Copy each entry below without any change.

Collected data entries
= = =

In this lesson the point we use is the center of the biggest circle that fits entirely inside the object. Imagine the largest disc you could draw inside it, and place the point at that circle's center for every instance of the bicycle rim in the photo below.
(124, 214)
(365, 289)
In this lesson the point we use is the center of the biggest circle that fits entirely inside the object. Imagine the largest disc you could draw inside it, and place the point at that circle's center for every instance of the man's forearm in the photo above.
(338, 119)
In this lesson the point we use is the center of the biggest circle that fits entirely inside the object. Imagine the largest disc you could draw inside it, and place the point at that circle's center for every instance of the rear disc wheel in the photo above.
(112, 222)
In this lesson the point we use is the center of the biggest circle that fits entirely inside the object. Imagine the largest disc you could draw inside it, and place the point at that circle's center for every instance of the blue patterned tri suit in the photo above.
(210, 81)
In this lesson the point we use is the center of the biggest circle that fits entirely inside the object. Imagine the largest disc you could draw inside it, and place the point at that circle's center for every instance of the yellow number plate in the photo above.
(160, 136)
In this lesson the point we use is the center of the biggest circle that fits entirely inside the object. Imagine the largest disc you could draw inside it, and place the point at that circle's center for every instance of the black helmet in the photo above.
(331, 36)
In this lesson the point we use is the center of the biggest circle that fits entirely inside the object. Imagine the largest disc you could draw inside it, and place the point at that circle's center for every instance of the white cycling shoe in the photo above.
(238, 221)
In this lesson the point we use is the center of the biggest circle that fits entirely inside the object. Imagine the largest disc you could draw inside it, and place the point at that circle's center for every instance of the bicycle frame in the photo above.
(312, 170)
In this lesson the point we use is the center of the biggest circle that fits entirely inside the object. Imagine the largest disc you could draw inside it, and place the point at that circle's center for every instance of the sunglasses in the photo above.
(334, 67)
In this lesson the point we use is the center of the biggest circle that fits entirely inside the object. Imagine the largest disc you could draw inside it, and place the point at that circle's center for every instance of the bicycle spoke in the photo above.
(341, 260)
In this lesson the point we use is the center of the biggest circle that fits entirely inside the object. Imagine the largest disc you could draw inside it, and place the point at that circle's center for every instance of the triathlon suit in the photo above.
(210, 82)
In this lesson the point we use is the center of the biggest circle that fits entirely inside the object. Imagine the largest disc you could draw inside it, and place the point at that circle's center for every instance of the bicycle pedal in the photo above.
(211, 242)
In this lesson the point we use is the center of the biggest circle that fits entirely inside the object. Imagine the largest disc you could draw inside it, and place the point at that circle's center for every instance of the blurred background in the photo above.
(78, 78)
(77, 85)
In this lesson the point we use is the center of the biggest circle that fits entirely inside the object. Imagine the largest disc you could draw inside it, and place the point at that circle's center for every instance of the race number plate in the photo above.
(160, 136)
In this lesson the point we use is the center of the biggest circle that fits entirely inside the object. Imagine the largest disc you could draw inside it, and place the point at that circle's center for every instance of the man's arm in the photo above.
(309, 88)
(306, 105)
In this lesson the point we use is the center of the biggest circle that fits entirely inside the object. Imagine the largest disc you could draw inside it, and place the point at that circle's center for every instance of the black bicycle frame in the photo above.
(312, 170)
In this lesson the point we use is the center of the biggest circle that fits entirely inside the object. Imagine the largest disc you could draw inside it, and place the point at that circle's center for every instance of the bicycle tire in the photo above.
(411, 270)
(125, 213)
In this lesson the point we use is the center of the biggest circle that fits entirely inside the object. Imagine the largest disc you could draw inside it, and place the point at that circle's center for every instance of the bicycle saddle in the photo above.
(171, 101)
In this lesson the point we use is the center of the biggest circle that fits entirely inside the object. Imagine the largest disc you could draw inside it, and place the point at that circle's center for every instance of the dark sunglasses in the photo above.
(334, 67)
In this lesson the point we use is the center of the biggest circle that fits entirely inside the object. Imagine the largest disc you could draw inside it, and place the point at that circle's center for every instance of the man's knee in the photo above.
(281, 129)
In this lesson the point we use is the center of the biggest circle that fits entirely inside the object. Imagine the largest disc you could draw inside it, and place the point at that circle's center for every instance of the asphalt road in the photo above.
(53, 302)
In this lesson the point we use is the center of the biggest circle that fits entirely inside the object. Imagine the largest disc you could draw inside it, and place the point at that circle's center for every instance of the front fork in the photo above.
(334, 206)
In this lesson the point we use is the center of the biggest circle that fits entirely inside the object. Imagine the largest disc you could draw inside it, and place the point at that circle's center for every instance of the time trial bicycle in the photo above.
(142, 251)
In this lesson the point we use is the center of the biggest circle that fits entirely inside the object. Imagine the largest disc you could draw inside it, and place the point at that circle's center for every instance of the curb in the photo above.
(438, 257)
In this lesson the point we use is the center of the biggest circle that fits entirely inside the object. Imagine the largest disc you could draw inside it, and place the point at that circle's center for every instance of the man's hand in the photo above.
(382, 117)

= = =

RESPONSE BELOW –
In this lesson the point we use is the center of the biggest circle that fits entirely inside the object. Imagine the largest disc you could draw inside it, and place the point at that circle's center for every instance of the bicycle rim in the photo below.
(124, 214)
(365, 289)
In this lesson the point we use is the center of the biggest circle that fits entirely inside the object. Imagine the largest disc you could draw inside it, and place the point at that circle's center for every instance of the man's forearm in the photo above.
(338, 119)
In this lesson the point we use is the center of the biggest circle that fits entirely inside the object. Imagine the largest disc you could draw inside it, and place the point at that circle's center for every instance of the rear disc wheel in the photo above.
(112, 222)
In this lesson the point we use is the center of the biggest circle that fits entirely inside the object. Imagine the largest disc you could draw inside it, and place the point at that circle's center for every instance of the blue patterned tri suit in the photo above.
(210, 81)
In this lesson the point we use is the center of the biggest circle that fits entirely inside the object. Imagine the largest disc you could draw inside it, and place the point at that circle's center for every instance of the yellow number plate in the photo above.
(160, 136)
In this lesson the point we use is the center of the biggest circle that fits entirely inside the object. Imagine the largest disc you could draw inside it, and place the point at that circle's center for every instance of the black helmet in the photo above.
(331, 36)
In this lesson the point we use is the center of the biggest circle that fits entirely inside the object. Imagine the largest disc you could draw inside it, and place the point at that circle's center for every instance of the white cycling shoe in the photo above.
(238, 221)
In this lesson the point we use is the center of the biggest circle that fits entirely inside the object. Imagine the largest disc you could draw inside it, and place the point at that circle's center for every instance of the bicycle frame in the photo above.
(312, 170)
In this lesson the point we use is the center of the biggest circle that fits entirely inside the object. Imagine the largest disc you could draw inside it, and place the point at that circle's center for every instance of the sunglasses in the photo above.
(334, 67)
In this lesson the point we use is the center of the biggest circle that fits entirely inside the object. Imagine the largest disc you could draw inside it, and place the point at that circle's center for every instance of the bicycle spoke in the photo above.
(341, 260)
In this lesson the point we use is the center of the biggest circle that fits entirely inside the object. Imagine the largest disc you could draw inside it, and place the point at that circle's center for every instance of the triathlon suit in the photo above.
(210, 82)
In this lesson the point we use is the center of the biggest circle that fits entirely inside the object. Imagine the largest disc you could draw inside it, and place the point at that circle's center for every instance of the bicycle pedal in the photo above.
(211, 242)
In this lesson the point we use is the center of the biggest circle that fits entirely inside the object. Imagine the largest disc you could draw inside it, and place the point at that circle's center for every instance of the blurred background in the photo above.
(78, 78)
(77, 85)
In this lesson the point we use is the center of the biggest circle that fits entirely inside the object. Imagine the largest disc you could draw inside it, and place the point at that circle's center for every instance of the race number plate in the photo above.
(160, 136)
In this lesson the point we use is the center of the biggest circle that fits entirely inside the object. Imagine the largest disc you could draw inside it, and place the point at that circle's center for every instance of the man's arm in the photo above.
(309, 88)
(306, 105)
In this lesson the point we use is the center of the biggest circle that fits entirely inside the object. Imagine the largest disc you could draw inside it, and place the point at that circle's center for every instance of the black bicycle frame in the photo above.
(312, 170)
In this lesson the point we use is the center of the biggest circle that fits entirely inside the object. Imagine the largest disc you could draw inside it, and place the point at that circle's center for every instance of the bicycle tire in the photo above.
(411, 270)
(125, 213)
In this lesson the point we use is the center of the biggest circle that fits entirely inside the object. Imagine the largest disc you could draw inside it, and place the point at that circle's center for every instance of the bicycle saddle in the photo above.
(171, 101)
In this lesson the point we use is the center of the biggest circle that fits entirely inside the object. Imagine the largest disc you could draw inside it, and place the point at that circle's center for every instance of the dark sunglasses in the photo above.
(334, 67)
In this lesson the point we use is the center of the biggest circle that fits entirely inside the object. Imagine the largest disc you could draw inside it, and place the point at that circle's center for every instance of the man's knee in the photo above.
(281, 129)
In this lesson the point we use is the center of the biggest circle that fits entirely inside the object. Imagine the largest disc you could draw inside it, and place the point at that circle's center for every instance of the asphalt road in the photo above.
(53, 302)
In this lesson the point we use is the center of the biggest circle that fits entirely inside the object. Imagine the largest disc you could draw inside it, and place the point at that circle's center for every instance of the front fork in the photo above.
(334, 206)
In this lesson the point we use is the center of the biggest circle that fits entirely inside the object. Imagine the largest disc you could draw inside it, and place the point at that circle's center for every instance of the time trial bicycle in the photo above.
(142, 251)
In this lesson the point we use is the center of the biggest circle that fits entirely inside the object. Imagine the largest disc you could draw inside it, and place the point at that circle's center for every instance of the curb in the photo above.
(438, 257)
In this lesson the point we use is the center of the biggest circle that fits entirely inside the object. Imagine the largest disc you could draw inside it, and place the point at that circle's center for every instance of the man's hand in the photo above.
(382, 117)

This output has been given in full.